— Vorliegender Auszug —
_ _ _
Die Zeit des Deutschen Kaiserreiches, in der der Schuhmacher und Straftäter Wilhelm Voigt aufwuchs und lebte, war geprägt durch eine überzogene Rolle des Militärs. Im täglichen Leben wurden die Menschen vom preußischen Militarismus berührt. Und der so genante “Blaue Rock des Kaisers”, die Soldatenuniform wurde über alle Maßen glorifiziert. Die allgemeine Ehrfurcht vor der Uniform wurde den Menschen schon vom Kindesalter an bis ins Mark eingepflanzt. Auch Wilhelm Voigt spürte das und nutzte es für seinen Köpenicker Kassenraub aus. Dass er mit seinem Trick den preußischen Staat vorführte und ihn vor aller Welt blamierte, lag nicht in seiner Absicht. Er wollte nur das Geld aus der Stadtkasse, die er nach seinen Erforschungen an diesem Tag besonders voll vermutete.

Erst durch die literarische Verarbeitung seines frechen Gaunerstreiches bekam der falsche Hauptmann den fast rührseligen Anschein eines Menschen, der um sein Bleiberecht kämpfen musste. In Wahrheit ging es ihm ausschließlich um das Bargeld aus der Stadtkasse. Auch hat er sich nicht der Polizei gestellt, sondern wurde wegen der ausgesetzten Belohnung von einem ehemaligen Knastbruder verpfiffen.
_ _ _
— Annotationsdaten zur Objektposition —

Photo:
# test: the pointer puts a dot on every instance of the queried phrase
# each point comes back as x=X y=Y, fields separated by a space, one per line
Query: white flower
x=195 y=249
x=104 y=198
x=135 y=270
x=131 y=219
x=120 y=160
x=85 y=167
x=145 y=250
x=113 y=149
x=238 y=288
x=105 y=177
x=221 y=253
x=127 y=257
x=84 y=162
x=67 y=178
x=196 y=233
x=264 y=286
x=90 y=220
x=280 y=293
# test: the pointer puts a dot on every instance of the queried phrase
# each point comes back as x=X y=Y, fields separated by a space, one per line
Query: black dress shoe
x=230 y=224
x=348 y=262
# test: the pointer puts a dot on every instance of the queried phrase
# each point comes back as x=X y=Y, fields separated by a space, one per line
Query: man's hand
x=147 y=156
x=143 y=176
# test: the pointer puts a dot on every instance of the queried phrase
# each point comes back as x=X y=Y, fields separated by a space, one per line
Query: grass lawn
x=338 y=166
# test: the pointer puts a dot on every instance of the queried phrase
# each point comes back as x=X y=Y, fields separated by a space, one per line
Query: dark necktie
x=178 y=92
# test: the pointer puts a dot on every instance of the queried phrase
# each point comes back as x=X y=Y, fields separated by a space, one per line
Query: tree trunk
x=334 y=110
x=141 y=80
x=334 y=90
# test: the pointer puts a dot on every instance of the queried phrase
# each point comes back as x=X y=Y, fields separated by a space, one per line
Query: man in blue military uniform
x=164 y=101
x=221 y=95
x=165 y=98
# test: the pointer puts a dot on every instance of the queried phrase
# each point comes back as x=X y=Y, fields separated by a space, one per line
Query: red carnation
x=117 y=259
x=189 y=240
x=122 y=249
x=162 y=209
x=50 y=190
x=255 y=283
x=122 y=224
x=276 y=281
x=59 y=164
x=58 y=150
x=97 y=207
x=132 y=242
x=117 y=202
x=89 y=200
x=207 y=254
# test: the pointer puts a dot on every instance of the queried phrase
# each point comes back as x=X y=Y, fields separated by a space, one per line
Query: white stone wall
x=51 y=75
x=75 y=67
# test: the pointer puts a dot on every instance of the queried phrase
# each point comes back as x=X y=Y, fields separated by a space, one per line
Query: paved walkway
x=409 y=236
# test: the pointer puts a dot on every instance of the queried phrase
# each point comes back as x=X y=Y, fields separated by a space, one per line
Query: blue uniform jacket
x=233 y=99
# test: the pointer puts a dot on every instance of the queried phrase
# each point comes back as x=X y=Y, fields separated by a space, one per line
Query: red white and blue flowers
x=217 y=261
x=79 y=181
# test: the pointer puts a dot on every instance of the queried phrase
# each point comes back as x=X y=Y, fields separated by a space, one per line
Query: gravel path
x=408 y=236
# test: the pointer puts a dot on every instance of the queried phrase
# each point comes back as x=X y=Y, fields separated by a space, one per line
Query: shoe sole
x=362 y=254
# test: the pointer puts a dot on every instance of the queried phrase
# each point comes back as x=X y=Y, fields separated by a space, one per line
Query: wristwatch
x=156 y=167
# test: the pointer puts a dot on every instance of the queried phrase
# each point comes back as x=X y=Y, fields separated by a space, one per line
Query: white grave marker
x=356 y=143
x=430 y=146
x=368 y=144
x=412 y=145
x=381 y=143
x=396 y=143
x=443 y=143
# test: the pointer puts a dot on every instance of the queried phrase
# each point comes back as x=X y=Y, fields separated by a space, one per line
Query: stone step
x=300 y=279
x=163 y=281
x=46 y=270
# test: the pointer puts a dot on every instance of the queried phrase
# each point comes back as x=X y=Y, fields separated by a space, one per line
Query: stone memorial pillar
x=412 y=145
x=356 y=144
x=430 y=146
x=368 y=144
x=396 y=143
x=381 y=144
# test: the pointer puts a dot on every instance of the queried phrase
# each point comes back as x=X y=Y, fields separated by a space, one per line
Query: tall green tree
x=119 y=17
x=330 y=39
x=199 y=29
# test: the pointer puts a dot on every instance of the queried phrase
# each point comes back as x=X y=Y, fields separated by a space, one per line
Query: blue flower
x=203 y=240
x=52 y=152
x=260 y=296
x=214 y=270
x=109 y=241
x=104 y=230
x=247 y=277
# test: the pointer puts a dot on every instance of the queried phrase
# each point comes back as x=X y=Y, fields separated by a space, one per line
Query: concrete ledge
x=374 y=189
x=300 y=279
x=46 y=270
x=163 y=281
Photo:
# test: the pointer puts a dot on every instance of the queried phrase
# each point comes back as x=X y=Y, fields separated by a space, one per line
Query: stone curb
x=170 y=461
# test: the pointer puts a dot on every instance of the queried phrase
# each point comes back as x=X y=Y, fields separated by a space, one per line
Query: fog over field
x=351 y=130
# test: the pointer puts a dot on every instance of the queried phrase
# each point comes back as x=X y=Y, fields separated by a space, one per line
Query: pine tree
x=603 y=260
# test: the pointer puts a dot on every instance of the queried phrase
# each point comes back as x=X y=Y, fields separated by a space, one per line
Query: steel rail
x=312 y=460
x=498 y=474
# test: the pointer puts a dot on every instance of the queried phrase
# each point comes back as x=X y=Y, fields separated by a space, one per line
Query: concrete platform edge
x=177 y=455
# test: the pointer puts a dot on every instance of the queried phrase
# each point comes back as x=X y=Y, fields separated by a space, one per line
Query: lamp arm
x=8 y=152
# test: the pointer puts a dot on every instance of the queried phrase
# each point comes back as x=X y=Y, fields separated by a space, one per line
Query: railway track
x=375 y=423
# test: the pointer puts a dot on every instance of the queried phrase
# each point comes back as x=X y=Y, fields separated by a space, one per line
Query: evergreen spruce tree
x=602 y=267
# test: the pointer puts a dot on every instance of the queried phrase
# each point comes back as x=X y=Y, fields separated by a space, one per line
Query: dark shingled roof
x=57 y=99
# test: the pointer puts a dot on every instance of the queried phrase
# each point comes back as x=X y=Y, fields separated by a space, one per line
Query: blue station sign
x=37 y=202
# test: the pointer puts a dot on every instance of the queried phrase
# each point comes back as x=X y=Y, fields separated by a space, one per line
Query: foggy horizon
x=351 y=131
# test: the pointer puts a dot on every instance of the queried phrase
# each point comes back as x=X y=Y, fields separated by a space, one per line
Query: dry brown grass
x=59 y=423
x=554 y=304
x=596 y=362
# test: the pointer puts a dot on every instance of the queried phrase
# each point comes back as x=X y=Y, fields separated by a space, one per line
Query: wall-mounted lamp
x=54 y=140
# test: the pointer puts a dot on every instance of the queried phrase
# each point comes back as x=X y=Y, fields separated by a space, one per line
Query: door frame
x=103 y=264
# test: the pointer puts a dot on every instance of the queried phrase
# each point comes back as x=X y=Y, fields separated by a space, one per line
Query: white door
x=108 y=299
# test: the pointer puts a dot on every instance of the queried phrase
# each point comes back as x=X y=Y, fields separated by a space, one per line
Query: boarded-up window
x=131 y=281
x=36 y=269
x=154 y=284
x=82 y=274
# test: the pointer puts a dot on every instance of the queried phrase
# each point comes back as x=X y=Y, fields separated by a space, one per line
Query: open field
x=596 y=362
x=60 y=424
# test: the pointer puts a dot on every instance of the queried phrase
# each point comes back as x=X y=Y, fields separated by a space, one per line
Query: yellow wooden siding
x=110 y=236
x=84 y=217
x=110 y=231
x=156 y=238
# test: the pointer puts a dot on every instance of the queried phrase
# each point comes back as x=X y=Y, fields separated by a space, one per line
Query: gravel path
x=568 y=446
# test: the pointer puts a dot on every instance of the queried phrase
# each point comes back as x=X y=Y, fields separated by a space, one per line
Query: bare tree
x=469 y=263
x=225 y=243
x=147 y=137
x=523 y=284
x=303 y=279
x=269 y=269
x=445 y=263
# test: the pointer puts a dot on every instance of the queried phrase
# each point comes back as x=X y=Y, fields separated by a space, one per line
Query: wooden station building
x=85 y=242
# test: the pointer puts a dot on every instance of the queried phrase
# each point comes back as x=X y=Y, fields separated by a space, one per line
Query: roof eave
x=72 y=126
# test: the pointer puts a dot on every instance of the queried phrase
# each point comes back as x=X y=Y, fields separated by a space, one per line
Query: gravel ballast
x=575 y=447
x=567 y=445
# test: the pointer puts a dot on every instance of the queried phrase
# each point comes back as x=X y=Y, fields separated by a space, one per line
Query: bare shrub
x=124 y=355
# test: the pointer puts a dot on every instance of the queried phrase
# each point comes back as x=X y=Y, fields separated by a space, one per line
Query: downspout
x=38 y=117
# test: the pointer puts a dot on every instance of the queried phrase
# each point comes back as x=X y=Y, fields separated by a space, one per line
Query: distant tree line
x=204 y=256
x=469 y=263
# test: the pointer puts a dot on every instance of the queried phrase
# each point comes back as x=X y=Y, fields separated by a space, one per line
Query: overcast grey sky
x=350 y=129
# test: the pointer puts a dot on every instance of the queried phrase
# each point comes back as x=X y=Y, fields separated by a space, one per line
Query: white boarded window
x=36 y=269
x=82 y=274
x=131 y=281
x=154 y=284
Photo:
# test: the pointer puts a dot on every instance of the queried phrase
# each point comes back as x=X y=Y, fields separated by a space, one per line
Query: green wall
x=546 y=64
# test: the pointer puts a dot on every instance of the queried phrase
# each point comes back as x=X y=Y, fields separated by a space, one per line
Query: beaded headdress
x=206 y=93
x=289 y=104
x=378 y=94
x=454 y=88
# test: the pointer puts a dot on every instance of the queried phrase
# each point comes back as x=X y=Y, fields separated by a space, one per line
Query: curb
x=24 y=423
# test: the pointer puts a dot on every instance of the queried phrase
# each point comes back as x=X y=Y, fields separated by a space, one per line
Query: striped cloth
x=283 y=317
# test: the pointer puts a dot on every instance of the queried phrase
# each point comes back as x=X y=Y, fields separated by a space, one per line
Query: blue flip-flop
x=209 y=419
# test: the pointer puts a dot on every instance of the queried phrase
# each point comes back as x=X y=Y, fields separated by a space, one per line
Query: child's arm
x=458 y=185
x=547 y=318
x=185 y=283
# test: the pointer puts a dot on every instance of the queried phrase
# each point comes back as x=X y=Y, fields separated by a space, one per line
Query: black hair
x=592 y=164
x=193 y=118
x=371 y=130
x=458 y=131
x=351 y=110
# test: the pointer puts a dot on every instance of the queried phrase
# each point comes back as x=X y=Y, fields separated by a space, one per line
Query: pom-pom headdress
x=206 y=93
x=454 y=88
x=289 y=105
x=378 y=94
_ _ _
— Aufgabe 1 —
Übersetze diesen Satz aus dem Text über Wilhelm Voigt ins Englische: „In Wahrheit ging es ihm ausschließlich um das Bargeld aus der Stadtkasse.“
— Aufgabe 2 —
Gib aus dem Text über Wilhelm Voigt den Abschnitt unverändert wieder, der mit den Worten „Erst durch die“ beginnt und mit „ehemaligen Knastbruder verpfiffen.“ endet.

— Richtige Antwort 1 —
In truth, he was concerned solely with the cash from the town treasury.

— Richtige Antwort 2 —
Erst durch die literarische Verarbeitung seines frechen Gaunerstreiches bekam der falsche Hauptmann den fast rührseligen Anschein eines Menschen, der um sein Bleiberecht kämpfen musste. In Wahrheit ging es ihm ausschließlich um das Bargeld aus der Stadtkasse. Auch hat er sich nicht der Polizei gestellt, sondern wurde wegen der ausgesetzten Belohnung von einem ehemaligen Knastbruder verpfiffen.